**Input for this task**
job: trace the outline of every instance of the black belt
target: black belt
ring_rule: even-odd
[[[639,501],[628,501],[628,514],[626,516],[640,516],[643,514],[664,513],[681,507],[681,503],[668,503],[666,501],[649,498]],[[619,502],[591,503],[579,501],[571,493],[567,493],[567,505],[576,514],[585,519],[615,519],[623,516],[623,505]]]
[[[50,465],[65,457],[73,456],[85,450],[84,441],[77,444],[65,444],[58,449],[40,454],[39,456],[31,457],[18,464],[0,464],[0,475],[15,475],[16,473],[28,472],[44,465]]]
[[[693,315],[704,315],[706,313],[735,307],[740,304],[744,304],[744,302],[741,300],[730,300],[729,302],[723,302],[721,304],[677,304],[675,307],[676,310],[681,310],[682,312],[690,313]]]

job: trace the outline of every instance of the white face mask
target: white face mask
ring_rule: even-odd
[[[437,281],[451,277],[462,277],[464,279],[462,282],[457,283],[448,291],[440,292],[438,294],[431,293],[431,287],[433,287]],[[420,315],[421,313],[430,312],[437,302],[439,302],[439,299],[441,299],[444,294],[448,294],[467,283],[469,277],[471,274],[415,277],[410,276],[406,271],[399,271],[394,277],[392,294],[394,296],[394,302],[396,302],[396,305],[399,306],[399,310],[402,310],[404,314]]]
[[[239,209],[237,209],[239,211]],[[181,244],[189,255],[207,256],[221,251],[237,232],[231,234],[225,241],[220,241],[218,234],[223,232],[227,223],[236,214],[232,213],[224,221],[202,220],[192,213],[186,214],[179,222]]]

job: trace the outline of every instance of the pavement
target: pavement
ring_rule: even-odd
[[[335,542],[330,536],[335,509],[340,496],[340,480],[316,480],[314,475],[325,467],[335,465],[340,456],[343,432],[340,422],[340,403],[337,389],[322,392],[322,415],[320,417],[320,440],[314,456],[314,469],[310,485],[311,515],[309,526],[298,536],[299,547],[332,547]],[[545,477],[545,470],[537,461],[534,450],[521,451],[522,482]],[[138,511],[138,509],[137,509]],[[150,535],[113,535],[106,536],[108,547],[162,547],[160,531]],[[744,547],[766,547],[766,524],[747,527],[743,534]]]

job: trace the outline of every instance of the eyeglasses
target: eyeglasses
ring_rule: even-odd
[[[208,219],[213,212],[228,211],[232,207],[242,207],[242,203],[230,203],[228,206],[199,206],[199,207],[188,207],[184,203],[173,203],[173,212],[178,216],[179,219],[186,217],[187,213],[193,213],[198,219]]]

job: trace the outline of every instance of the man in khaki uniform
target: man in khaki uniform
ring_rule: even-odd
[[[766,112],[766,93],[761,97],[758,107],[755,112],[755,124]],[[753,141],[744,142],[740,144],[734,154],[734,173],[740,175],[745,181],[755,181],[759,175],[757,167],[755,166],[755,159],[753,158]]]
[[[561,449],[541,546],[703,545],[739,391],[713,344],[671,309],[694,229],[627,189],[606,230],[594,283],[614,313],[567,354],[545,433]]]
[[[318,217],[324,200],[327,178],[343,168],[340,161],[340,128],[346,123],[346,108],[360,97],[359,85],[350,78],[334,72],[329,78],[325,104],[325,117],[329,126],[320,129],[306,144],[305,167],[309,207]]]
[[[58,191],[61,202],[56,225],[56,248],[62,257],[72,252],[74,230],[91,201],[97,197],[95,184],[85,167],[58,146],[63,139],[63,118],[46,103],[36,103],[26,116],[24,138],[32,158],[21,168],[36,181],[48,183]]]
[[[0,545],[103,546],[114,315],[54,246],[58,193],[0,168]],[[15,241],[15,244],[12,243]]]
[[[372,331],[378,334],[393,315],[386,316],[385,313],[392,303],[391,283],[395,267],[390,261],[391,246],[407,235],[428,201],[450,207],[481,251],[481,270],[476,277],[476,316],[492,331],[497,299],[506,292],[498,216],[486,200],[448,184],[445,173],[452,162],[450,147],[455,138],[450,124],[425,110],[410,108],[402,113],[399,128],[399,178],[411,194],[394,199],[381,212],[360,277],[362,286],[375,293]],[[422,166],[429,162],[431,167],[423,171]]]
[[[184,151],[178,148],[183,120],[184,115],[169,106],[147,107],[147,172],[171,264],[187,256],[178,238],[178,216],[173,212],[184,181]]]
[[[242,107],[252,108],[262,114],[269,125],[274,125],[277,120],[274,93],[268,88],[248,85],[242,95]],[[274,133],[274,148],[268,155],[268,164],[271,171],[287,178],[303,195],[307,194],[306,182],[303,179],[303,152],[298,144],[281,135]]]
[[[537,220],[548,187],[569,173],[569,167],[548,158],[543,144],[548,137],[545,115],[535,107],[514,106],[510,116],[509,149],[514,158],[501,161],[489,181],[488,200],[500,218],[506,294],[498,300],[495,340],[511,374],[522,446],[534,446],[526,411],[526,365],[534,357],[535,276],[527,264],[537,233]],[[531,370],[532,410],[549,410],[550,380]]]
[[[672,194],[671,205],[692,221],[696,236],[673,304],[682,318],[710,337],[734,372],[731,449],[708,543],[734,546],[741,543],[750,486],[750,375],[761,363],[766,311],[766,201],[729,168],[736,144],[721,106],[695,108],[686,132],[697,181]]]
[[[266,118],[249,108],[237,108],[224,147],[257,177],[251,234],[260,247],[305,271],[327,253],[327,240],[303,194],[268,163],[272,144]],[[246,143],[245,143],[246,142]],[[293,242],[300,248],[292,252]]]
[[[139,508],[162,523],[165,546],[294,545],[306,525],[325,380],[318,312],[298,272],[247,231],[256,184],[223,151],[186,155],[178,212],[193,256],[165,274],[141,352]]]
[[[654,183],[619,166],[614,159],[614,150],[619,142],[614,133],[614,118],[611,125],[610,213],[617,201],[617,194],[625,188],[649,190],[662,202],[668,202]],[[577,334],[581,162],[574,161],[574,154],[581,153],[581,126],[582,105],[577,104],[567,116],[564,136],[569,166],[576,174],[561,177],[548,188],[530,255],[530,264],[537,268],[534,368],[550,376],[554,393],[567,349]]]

**Task to complete**
Repeat the records above exactly as they appear.

**Expected answer**
job: trace the outline of every instance of the black belt
target: black belt
ring_rule: even-odd
[[[639,501],[628,501],[628,514],[626,516],[640,516],[643,514],[664,513],[681,507],[681,503],[668,503],[666,501],[649,498]],[[619,502],[591,503],[579,501],[571,493],[567,493],[567,505],[576,514],[585,519],[615,519],[623,516],[623,505]]]
[[[50,465],[65,457],[73,456],[85,450],[84,441],[77,444],[65,444],[58,449],[40,454],[39,456],[31,457],[18,464],[0,464],[0,475],[15,475],[16,473],[28,472],[44,465]]]
[[[693,315],[704,315],[706,313],[735,307],[740,304],[744,304],[744,302],[741,300],[730,300],[729,302],[723,302],[721,304],[677,304],[675,307],[676,310],[681,310],[682,312],[690,313]]]

job: trace the outline of every instance of the white face mask
target: white face mask
ring_rule: even-odd
[[[437,281],[451,277],[462,277],[464,279],[462,282],[457,283],[448,291],[440,292],[438,294],[431,293],[431,287],[433,287]],[[420,315],[421,313],[430,312],[437,302],[439,302],[439,299],[441,299],[444,294],[448,294],[467,283],[469,277],[471,274],[415,277],[410,276],[406,271],[399,271],[394,277],[392,294],[394,296],[394,302],[396,302],[396,305],[399,306],[399,310],[402,310],[404,314]]]
[[[239,209],[237,209],[239,211]],[[181,244],[189,255],[207,256],[221,251],[237,232],[231,234],[225,241],[220,241],[218,234],[223,232],[227,223],[236,214],[232,213],[224,221],[202,220],[192,213],[186,214],[179,222]]]

job: trace the outline of every instance of the pavement
target: pavement
ring_rule: even-odd
[[[335,542],[330,536],[335,509],[340,496],[340,480],[316,480],[314,475],[325,467],[335,465],[340,456],[343,432],[340,422],[340,403],[337,389],[322,392],[322,415],[320,417],[320,440],[314,456],[314,469],[310,485],[311,515],[309,526],[298,536],[299,547],[332,547]],[[545,477],[545,470],[537,461],[534,450],[521,451],[522,482]],[[138,511],[138,509],[137,509]],[[150,535],[113,535],[106,536],[108,547],[162,547],[160,531]],[[744,547],[766,547],[766,524],[747,527],[743,534]]]

job: trace the outline of every instance of the eyeglasses
target: eyeglasses
ring_rule: even-odd
[[[208,219],[213,212],[228,211],[232,207],[242,207],[242,203],[230,203],[228,206],[199,206],[199,207],[188,207],[184,203],[173,203],[173,212],[178,216],[179,219],[186,217],[187,213],[193,213],[198,219]]]

job: trace the outline of every instance of the man in khaki uniform
target: man in khaki uniform
ring_rule: even-odd
[[[766,112],[766,93],[761,97],[758,107],[755,112],[755,124]],[[753,141],[744,142],[740,144],[734,154],[734,173],[740,175],[745,181],[755,181],[759,175],[757,167],[755,166],[755,159],[753,158]]]
[[[561,449],[541,546],[703,545],[739,391],[713,344],[671,309],[694,229],[627,189],[606,230],[594,283],[614,313],[567,354],[545,433]]]
[[[318,217],[324,200],[327,178],[343,168],[340,161],[340,128],[346,123],[346,108],[360,97],[359,85],[350,78],[334,72],[329,78],[325,104],[325,117],[329,126],[320,129],[306,144],[305,167],[309,207]]]
[[[58,191],[61,202],[56,225],[56,248],[62,257],[72,252],[74,230],[91,201],[97,197],[95,184],[85,167],[58,146],[63,139],[63,118],[46,103],[36,103],[26,116],[24,138],[32,158],[21,168],[36,181],[48,183]]]
[[[0,545],[103,546],[114,315],[54,246],[58,193],[0,168]],[[15,241],[15,244],[12,243]]]
[[[372,331],[378,334],[393,315],[386,316],[385,313],[392,303],[391,283],[395,267],[390,261],[391,246],[407,235],[428,201],[450,207],[481,251],[481,270],[476,277],[476,316],[492,331],[497,299],[506,292],[498,216],[486,200],[448,184],[445,173],[452,162],[450,147],[455,138],[450,124],[425,110],[410,108],[402,113],[399,128],[399,178],[411,194],[394,199],[381,212],[360,277],[362,286],[375,293]],[[422,166],[429,162],[431,167],[423,171]]]
[[[184,151],[178,148],[183,120],[184,115],[169,106],[147,107],[147,172],[171,264],[187,256],[178,238],[178,216],[173,212],[184,181]]]
[[[242,107],[252,108],[262,114],[269,125],[274,125],[277,120],[274,93],[268,88],[248,85],[242,95]],[[274,133],[274,148],[268,155],[268,164],[271,171],[287,178],[303,195],[307,194],[306,182],[303,179],[303,152],[298,144],[281,135]]]
[[[537,220],[548,187],[569,173],[569,167],[548,158],[543,144],[548,137],[545,115],[535,107],[514,106],[510,116],[509,149],[514,158],[501,161],[489,181],[488,200],[500,218],[506,294],[498,300],[495,340],[511,374],[522,446],[534,446],[526,411],[526,365],[534,357],[535,276],[527,264],[537,233]],[[531,370],[532,410],[549,410],[550,380]]]
[[[672,194],[671,205],[692,221],[696,236],[673,304],[682,318],[710,337],[734,372],[731,449],[708,543],[734,546],[741,543],[750,486],[750,375],[761,363],[766,311],[766,201],[729,168],[736,144],[721,106],[695,108],[686,132],[697,181]]]
[[[266,118],[249,108],[237,108],[224,147],[257,177],[251,234],[260,247],[305,271],[327,253],[327,240],[303,194],[268,163],[272,144]],[[246,143],[245,143],[246,142]],[[293,242],[300,248],[292,252]]]
[[[139,508],[162,523],[165,546],[294,545],[306,525],[325,380],[318,312],[298,272],[247,231],[256,184],[223,151],[186,155],[178,212],[193,256],[165,274],[141,352]]]
[[[654,183],[619,166],[614,159],[614,150],[619,142],[614,133],[614,118],[611,125],[610,213],[617,201],[617,194],[625,188],[649,190],[662,202],[668,202]],[[577,334],[581,162],[574,161],[574,154],[581,153],[581,126],[582,105],[577,104],[567,116],[564,136],[569,166],[576,174],[561,177],[548,188],[530,255],[530,264],[537,268],[534,368],[550,376],[554,393],[567,349]]]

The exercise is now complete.